▶ Kutipan Teks

____

Mengintip Nadine di Wakatobi


HARI ini, saya tersentak melihat foto Nadine Chandrawinata di Harian Kompas, Minggu (13/4). Mantan Putri Indonesia itu sungguh cantik dan selalu punya sesuatu yang memaksa mataku terus terpaku menatapnya. Nadine adalah magnet yang menarik seluruh imaji dan hasrat liarku. Namun, bukan alasan kecantikan itu yang membuat saya tersentak hari ini. Saya menyaksikan Nadine berpose dengan pakaian Kombo Wolio, baju adat bagi remaja putri di Pulau Buton. Ini bukanlah baju para bangsawan. Bukan pula baju yang digunakan saat menikah. Kombo Wolio adalah pakaian adat yang dikenakan remaja perempuan.

____

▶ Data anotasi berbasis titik
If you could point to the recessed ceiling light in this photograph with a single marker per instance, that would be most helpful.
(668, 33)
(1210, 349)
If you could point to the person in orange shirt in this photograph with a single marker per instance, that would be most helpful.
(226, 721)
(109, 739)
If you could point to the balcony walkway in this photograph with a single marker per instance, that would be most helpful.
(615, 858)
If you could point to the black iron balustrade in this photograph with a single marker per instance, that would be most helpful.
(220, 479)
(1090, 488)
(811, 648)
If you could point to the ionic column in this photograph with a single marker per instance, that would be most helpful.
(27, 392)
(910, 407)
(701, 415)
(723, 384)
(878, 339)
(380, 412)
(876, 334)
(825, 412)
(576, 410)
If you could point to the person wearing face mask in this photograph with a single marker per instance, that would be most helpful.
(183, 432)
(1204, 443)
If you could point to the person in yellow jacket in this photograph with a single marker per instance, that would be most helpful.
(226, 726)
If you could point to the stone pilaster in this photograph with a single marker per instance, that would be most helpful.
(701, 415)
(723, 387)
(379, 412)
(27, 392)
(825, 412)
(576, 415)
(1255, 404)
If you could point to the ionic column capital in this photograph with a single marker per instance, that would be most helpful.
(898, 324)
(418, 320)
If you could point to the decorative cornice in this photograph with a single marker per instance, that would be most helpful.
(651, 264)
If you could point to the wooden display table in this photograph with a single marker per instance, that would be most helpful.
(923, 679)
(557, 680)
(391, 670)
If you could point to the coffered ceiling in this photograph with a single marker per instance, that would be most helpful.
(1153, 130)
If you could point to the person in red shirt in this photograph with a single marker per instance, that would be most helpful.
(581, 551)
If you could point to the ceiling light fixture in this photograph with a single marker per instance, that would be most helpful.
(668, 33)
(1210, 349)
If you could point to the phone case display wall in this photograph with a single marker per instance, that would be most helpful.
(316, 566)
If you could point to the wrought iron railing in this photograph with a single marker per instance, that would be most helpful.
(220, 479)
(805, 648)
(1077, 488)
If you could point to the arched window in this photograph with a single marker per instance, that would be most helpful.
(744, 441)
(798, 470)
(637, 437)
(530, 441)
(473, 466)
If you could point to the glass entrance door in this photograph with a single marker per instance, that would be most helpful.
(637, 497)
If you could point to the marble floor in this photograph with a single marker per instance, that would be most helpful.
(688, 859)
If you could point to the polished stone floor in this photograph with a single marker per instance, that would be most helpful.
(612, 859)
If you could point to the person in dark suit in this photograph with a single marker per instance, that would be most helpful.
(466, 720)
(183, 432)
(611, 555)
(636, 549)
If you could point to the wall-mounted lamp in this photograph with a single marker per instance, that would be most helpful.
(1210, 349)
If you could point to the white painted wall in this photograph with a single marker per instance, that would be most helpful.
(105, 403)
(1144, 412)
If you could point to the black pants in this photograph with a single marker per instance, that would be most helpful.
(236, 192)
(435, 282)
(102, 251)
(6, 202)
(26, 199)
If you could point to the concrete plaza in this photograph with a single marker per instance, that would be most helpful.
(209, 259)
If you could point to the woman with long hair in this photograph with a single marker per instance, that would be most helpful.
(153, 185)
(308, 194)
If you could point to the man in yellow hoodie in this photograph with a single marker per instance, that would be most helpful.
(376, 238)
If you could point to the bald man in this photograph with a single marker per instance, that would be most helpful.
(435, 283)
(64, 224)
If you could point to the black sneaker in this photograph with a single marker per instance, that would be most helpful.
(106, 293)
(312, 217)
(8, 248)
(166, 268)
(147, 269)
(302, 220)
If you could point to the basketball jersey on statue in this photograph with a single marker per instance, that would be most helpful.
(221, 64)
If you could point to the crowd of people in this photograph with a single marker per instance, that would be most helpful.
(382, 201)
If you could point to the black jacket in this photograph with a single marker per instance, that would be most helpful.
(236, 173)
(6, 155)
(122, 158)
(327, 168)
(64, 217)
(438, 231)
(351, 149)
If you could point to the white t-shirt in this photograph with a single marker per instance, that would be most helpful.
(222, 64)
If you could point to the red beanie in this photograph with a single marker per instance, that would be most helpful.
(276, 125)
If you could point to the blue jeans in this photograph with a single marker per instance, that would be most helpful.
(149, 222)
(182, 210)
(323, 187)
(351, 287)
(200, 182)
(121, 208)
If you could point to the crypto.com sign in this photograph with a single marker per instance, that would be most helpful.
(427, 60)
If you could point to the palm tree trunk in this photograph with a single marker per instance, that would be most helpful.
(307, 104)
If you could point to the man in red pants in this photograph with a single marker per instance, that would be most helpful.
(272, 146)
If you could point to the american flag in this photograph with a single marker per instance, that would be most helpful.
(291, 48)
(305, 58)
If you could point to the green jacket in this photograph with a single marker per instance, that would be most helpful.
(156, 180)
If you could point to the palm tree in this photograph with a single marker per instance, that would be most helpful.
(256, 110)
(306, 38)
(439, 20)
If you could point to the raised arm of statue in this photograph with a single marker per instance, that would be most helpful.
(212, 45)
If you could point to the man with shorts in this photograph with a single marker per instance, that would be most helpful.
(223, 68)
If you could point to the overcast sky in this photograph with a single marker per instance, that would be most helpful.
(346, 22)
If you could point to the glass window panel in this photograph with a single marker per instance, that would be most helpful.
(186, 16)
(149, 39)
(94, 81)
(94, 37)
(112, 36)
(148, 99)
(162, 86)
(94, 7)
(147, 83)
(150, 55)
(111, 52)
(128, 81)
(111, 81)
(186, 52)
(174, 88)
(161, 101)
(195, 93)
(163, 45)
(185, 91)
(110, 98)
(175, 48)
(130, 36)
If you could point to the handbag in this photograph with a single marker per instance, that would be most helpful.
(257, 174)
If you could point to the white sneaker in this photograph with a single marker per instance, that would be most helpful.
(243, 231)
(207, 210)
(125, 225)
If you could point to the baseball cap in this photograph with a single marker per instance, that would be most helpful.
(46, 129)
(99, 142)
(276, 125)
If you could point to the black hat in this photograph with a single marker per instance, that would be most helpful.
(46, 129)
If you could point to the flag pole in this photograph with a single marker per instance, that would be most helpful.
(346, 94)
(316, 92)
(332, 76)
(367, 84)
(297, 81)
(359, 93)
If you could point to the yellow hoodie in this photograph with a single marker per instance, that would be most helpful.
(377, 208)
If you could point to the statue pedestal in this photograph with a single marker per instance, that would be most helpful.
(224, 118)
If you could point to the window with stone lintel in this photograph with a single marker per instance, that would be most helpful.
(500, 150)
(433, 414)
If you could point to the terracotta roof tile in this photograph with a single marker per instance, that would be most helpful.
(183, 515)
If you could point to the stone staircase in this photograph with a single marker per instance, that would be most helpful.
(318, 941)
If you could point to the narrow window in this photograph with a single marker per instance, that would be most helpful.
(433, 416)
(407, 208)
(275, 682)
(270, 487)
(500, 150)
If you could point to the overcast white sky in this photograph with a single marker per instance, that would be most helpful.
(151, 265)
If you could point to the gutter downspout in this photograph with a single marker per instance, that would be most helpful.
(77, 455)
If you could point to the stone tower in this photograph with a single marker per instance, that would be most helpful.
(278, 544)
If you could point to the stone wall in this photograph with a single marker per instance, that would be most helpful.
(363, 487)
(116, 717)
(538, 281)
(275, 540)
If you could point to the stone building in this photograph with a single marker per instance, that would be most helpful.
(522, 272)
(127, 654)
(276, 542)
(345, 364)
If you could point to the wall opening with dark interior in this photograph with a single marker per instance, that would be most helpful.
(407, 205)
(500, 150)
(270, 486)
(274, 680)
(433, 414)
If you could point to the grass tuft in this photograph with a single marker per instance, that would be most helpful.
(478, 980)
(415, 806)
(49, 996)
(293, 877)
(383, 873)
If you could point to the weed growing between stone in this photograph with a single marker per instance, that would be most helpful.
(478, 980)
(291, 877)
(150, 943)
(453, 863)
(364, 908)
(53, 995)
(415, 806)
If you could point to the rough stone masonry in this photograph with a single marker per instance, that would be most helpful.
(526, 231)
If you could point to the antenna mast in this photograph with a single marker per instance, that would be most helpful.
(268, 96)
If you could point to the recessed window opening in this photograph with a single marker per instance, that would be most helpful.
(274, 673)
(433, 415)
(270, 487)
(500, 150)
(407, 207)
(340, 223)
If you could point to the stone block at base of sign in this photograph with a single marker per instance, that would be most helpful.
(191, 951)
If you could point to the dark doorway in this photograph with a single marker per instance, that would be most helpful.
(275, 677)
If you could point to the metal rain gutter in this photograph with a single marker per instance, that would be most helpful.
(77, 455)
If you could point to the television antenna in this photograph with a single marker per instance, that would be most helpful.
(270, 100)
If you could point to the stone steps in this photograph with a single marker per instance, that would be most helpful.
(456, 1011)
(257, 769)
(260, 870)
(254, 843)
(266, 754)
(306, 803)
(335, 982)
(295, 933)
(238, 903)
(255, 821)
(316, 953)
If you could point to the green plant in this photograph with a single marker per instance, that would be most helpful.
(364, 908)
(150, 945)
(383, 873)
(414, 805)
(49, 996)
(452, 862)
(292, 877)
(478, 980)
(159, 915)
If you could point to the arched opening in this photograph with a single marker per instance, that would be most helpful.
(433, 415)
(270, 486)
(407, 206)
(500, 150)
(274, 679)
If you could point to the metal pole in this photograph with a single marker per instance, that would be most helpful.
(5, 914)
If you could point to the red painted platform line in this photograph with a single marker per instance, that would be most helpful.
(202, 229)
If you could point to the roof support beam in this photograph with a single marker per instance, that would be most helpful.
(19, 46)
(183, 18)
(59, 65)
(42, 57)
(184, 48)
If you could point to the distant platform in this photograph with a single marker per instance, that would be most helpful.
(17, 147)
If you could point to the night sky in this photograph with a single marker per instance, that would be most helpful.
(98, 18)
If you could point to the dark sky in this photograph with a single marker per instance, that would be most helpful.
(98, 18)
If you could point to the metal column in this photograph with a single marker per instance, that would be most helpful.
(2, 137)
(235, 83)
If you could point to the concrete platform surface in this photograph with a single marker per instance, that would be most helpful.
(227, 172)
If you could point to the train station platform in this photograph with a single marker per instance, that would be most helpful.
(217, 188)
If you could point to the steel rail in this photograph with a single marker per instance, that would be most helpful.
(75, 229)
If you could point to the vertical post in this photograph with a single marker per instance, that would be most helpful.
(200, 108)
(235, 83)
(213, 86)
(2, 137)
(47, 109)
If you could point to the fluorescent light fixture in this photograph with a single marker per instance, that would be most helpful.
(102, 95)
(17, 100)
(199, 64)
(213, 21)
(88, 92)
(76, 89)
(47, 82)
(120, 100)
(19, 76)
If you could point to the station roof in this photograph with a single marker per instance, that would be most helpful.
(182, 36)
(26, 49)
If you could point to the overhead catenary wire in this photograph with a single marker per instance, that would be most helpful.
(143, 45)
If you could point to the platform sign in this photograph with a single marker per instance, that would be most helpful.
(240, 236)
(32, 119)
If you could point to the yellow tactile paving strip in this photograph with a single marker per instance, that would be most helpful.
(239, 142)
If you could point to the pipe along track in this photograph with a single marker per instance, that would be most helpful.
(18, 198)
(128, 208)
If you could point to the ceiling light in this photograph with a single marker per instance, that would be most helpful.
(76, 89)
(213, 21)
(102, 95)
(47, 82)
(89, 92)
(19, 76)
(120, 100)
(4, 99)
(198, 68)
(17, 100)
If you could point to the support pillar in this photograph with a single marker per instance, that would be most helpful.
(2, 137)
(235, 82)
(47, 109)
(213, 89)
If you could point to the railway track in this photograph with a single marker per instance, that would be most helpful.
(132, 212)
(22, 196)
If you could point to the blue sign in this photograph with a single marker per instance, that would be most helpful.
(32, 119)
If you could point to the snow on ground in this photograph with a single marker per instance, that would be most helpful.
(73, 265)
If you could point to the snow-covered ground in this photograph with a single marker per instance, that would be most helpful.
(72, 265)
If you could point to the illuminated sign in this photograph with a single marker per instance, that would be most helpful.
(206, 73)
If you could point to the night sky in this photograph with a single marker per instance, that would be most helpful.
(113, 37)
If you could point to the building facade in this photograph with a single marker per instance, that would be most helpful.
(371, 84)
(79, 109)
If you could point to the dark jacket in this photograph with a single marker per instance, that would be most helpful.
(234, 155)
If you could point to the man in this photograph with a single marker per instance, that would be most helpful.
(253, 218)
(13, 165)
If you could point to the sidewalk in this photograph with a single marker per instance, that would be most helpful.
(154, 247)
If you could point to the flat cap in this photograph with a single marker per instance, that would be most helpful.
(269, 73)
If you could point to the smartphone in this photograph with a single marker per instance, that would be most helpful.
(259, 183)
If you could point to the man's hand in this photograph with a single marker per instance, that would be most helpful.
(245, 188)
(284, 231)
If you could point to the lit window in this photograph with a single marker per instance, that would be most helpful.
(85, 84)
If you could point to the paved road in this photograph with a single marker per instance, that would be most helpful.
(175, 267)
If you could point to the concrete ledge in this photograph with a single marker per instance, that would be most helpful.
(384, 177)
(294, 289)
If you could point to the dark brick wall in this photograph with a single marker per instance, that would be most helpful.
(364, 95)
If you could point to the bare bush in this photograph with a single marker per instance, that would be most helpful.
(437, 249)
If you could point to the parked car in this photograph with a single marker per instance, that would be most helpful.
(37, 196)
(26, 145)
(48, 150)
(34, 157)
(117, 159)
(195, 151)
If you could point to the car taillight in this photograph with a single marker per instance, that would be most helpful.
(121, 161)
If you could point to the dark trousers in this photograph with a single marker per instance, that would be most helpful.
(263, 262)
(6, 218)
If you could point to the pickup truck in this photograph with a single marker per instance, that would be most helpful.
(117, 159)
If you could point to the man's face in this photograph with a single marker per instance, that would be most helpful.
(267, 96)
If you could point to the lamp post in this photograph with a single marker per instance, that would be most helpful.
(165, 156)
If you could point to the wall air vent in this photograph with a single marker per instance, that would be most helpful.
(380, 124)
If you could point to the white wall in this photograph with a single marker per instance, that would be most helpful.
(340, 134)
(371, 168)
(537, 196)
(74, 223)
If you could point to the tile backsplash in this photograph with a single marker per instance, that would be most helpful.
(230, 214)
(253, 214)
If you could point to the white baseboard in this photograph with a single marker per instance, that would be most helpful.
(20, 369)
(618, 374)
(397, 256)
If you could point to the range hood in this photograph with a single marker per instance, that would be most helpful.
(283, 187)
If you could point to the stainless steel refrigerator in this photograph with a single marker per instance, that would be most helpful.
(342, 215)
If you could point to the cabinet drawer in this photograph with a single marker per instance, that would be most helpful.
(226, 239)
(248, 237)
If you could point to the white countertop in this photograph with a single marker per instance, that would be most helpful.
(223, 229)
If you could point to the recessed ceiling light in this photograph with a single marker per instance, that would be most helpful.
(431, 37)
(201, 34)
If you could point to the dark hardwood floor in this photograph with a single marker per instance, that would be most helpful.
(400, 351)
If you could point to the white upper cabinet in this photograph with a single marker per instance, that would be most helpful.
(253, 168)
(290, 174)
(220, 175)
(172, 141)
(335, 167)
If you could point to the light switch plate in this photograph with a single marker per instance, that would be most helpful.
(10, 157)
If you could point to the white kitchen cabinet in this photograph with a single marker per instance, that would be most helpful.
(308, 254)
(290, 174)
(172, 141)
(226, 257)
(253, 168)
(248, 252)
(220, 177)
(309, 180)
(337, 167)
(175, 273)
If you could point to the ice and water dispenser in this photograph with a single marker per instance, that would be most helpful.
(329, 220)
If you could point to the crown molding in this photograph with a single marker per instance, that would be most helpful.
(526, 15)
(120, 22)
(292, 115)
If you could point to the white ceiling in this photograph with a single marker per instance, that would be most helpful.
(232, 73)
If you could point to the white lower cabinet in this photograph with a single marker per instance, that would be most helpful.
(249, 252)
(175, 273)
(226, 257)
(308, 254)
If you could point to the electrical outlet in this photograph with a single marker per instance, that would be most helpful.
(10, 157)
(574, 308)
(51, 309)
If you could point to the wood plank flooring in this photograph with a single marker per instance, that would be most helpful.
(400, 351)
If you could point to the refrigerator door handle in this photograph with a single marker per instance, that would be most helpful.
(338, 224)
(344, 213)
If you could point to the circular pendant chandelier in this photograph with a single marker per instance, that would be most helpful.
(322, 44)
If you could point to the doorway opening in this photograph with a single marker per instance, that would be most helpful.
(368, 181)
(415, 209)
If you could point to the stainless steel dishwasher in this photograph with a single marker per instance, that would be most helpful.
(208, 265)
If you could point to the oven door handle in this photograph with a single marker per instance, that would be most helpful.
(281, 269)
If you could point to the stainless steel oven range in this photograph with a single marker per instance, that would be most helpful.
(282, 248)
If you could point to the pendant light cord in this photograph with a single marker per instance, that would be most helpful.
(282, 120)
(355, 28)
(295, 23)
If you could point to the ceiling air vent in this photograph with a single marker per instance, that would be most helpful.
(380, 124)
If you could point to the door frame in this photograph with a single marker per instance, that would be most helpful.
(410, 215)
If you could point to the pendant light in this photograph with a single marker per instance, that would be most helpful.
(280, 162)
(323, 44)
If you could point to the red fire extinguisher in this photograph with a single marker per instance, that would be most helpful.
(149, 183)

____

▶ Latihan Singkat
Dalam teks tentang Nadine di Wakatobi, pakaian adat apa yang dikenakan Nadine saat berpose di foto itu? Baris-baris data tidak berkaitan dengan teks tentang Nadine di Wakatobi.

▶ Hasil Akhir
Kombo Wolio, baju adat bagi remaja putri di Pulau Buton.